> _作業一覧_
1: 次の(a)〜(c)が本文の内容と合っているかどうか、それぞれ「はい」か「いいえ」で答え、判断の決め手となる本文の語句をそのまま引用してください。(a) 書き手は、いじめた相手に仕返しするためにボクシングを始めた。(b) 中学時代の書き手の身長は140センチくらいだった。(c) 佐々木先生はバスケットボール部の顧問だった。
2: 本文のうち、「そのとき、佐々木先生が異変に気づいてくれた。」で始まり「すると先生は、大声であいつの名を呼んだ。」で終わる部分を、一字も変えずに抜き出しなさい。
3: 本文の内容を三文にまとめなさい。

##### 本文 #####

ひどいイジメだった。
胃潰瘍ができた。
毎日毎日、恐怖が続いた。
いまもそのトラウマが残っている。
僕がボクシングを始めた理由。それは、中学のときのイジメだ。
相手に仕返しするためじゃない。自分の身を守るため。
パンチを打つのではなく、相手のパンチをよけるため。
僕は強くなりたいと思った。
僕は北海道の豊浦町で生まれた。家は貧しかった。
サビだらけのトタン板で囲われた木造二階建て。
窓は木枠でできていたけれど、きっちり閉まらない。
毎年、冬の寒さをしのぐため、ビニールを打ち付けて、窓をふさいでいた。
僕には父親の記憶がない。
僕が生まれてすぐに離婚したらしい。
母親は、自宅の離れで食堂兼民宿を営み、朝から晩まで忙しく働いた。
なにも買ってもらえなかった。
中学時代当時の僕は、身長が140センチくらい。
相手は170センチ以上あるやつもいて、喧嘩してもかなわないと思った。
僕は笑いのものにされ、使いっぱしりをさせられ、それでもご機嫌をとり、媚を売りながら生きていた。
母親には隠していたけれど、ある日、お腹が痛くて病院に行くと、胃潰瘍ができていた。
中学三年になって、さらにイジメはエスカレートした。
モノを隠され、靴を捨てられ、服を脱がされた。
もう、限界だと思った。
カラスやスズメ、虫でもいい、人間以外のものになりたかった。
学校に行きたくなかった。
そのとき、佐々木先生が異変に気づいてくれた。
先生は、小さくて、運動神経がよくて、サッカー部の顧問。
歳は25歳くらい。
生徒との距離が近くて、冗談が通じるやわらかい雰囲気を持った人。
その佐々木先生がホームルームで、こう切り出した。
「最近、誰かが、誰かをからかっている。特定の人に、ひどいことをしている。誰がやっているか、思い当たる人は手をあげろ!」
誰も答えない。
すると先生は、大声であいつの名を呼んだ。
「おまえのことを言ってんだよ!!」
シーンとなった。
僕は、ビックリした。
すごいと思った。
こんな大人もいるんだと思った。
先生が叫んでから、イジメはおさまった。
僕は、ボクシングを始めた。
不思議なことに、強くなると、やり返そうという気持がなくなった。
「先生のひとことで、救われたんだよ」
フライ級の日本一になって北海道に帰ったとき、先生にそう言った。
先生は、変わらぬ優しい笑顔で、小さくうなずいた。

##### 情報 #####

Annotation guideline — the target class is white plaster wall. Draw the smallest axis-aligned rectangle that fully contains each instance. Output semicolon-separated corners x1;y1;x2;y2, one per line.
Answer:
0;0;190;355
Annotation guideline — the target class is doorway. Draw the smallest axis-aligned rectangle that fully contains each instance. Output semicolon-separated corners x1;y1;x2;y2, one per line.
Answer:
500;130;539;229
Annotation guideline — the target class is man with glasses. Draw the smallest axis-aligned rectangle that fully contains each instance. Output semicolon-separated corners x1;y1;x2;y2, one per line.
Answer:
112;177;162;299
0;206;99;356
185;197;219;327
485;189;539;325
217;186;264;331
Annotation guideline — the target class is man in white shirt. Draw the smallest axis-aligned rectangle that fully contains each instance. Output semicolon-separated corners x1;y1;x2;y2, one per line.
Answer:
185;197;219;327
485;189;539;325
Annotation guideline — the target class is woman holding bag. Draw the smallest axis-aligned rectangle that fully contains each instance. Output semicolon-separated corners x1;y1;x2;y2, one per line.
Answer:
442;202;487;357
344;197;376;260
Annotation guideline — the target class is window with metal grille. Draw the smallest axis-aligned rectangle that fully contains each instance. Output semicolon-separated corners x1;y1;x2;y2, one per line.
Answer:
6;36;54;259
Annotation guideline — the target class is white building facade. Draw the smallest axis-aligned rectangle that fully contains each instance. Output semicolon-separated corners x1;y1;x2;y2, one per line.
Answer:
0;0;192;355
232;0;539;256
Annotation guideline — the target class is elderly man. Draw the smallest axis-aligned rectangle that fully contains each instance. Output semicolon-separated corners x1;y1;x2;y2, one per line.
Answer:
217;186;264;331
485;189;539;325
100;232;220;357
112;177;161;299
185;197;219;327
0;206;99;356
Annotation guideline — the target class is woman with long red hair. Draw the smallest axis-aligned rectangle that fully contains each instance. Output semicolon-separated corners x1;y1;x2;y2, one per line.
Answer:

#####

> _解答一覧_
1:
(a) いいえ:「相手に仕返しするためじゃない。自分の身を守るため。」
(b) はい:「中学時代当時の僕は、身長が140センチくらい。」
(c) いいえ:「サッカー部の顧問」

2:
そのとき、佐々木先生が異変に気づいてくれた。
先生は、小さくて、運動神経がよくて、サッカー部の顧問。
歳は25歳くらい。
生徒との距離が近くて、冗談が通じるやわらかい雰囲気を持った人。
その佐々木先生がホームルームで、こう切り出した。
「最近、誰かが、誰かをからかっている。特定の人に、ひどいことをしている。誰がやっているか、思い当たる人は手をあげろ!」
誰も答えない。
すると先生は、大声であいつの名を呼んだ。

3: 書き手は中学時代にひどいいじめを受け、胃潰瘍ができるほど追い詰められていた。異変に気づいた佐々木先生がホームルームで大声で生徒の名を呼んでから、いじめはおさまった。書き手は自分の身を守るためにボクシングを始め、フライ級の日本一になって北海道に帰ったとき、先生に「先生のひとことで、救われたんだよ」と伝えた。